A faithful copy is required of the lines from the top of the entries through the line that contains "positive clicks: (170, 160)", both included, with no pictures.

[Stored records]
---*---
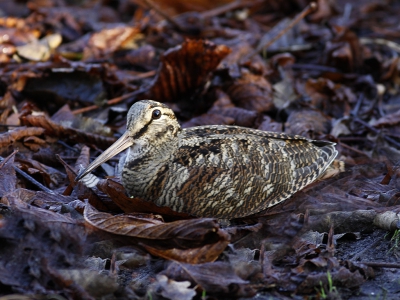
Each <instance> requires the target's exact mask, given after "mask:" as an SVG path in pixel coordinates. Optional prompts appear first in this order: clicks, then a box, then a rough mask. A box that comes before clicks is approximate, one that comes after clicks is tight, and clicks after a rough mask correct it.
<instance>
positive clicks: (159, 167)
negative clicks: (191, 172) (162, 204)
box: [121, 138, 178, 200]
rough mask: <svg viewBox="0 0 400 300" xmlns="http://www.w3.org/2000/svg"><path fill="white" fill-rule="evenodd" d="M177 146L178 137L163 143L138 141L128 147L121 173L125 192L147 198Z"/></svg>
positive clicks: (170, 160)
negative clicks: (153, 182)
mask: <svg viewBox="0 0 400 300" xmlns="http://www.w3.org/2000/svg"><path fill="white" fill-rule="evenodd" d="M177 147H178V139H177V138H174V139H171V140H169V141H168V142H164V143H160V141H157V140H156V141H153V142H150V141H145V142H143V141H138V142H137V143H136V144H135V145H134V146H132V147H131V148H129V150H128V153H127V155H126V159H125V164H124V166H123V168H122V173H121V179H122V182H123V184H124V187H125V189H126V191H127V193H128V194H129V195H130V196H137V197H144V198H146V199H147V198H149V197H150V196H149V188H150V187H151V186H152V184H153V182H154V180H156V178H157V177H158V175H159V174H160V172H163V170H165V168H167V169H168V166H167V165H168V163H169V162H170V161H171V160H172V157H173V155H174V152H175V151H176V149H177ZM150 200H151V199H150ZM154 200H155V199H154Z"/></svg>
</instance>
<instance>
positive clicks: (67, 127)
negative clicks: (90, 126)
mask: <svg viewBox="0 0 400 300" xmlns="http://www.w3.org/2000/svg"><path fill="white" fill-rule="evenodd" d="M21 121H22V123H24V124H26V125H30V126H35V127H42V128H44V129H45V134H47V135H49V136H53V137H58V138H64V139H67V140H70V141H73V142H75V143H91V144H96V145H97V146H98V147H100V148H103V149H105V148H107V147H109V146H111V145H112V144H113V143H114V142H115V138H111V137H105V136H100V135H97V134H92V133H88V132H84V131H82V130H79V129H74V128H69V127H64V126H62V125H59V124H57V123H55V122H53V121H51V120H50V119H49V118H47V117H46V116H33V115H26V116H22V117H21Z"/></svg>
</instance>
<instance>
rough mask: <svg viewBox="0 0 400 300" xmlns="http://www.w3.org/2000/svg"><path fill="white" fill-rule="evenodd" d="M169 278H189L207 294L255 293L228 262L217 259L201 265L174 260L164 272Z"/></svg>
mask: <svg viewBox="0 0 400 300" xmlns="http://www.w3.org/2000/svg"><path fill="white" fill-rule="evenodd" d="M163 274H165V275H166V276H167V277H168V278H172V279H174V280H178V281H182V280H189V281H191V282H192V283H193V284H195V285H199V287H200V288H202V289H203V290H205V291H206V292H207V294H216V295H218V294H219V295H224V294H225V295H229V297H230V298H231V299H233V298H238V297H250V296H253V295H254V294H255V291H254V289H253V288H252V287H251V286H250V285H249V283H248V282H247V281H245V280H243V279H241V278H240V277H239V276H237V275H236V274H235V272H234V270H233V268H232V266H231V265H230V264H229V263H227V262H221V261H217V262H214V263H204V264H200V265H189V264H181V263H177V262H174V263H172V264H170V265H169V267H168V269H167V270H166V271H164V272H163Z"/></svg>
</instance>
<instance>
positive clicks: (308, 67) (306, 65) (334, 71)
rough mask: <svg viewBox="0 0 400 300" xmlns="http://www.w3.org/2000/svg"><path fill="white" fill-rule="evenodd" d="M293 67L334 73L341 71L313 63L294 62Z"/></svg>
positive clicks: (298, 68) (297, 68)
mask: <svg viewBox="0 0 400 300" xmlns="http://www.w3.org/2000/svg"><path fill="white" fill-rule="evenodd" d="M292 68H293V69H305V70H311V71H314V70H315V71H320V72H333V73H341V71H340V70H339V69H336V68H333V67H327V66H320V65H312V64H293V65H292Z"/></svg>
---*---
## SOLUTION TO THE PROBLEM
Each <instance> requires the target's exact mask, given after "mask:" as an SVG path in pixel coordinates. Optional prompts appear first in this order: clicks, then a box, then a rough mask. A box that comes before clicks is approximate, one that comes after clicks is tight, and clicks after a rough mask correct it.
<instance>
positive clicks: (159, 167)
negative clicks: (191, 172) (162, 204)
box: [121, 138, 178, 200]
rough mask: <svg viewBox="0 0 400 300" xmlns="http://www.w3.org/2000/svg"><path fill="white" fill-rule="evenodd" d="M177 146L178 137L163 143L138 141L128 147L121 173L125 192L147 198Z"/></svg>
positive clicks: (170, 160)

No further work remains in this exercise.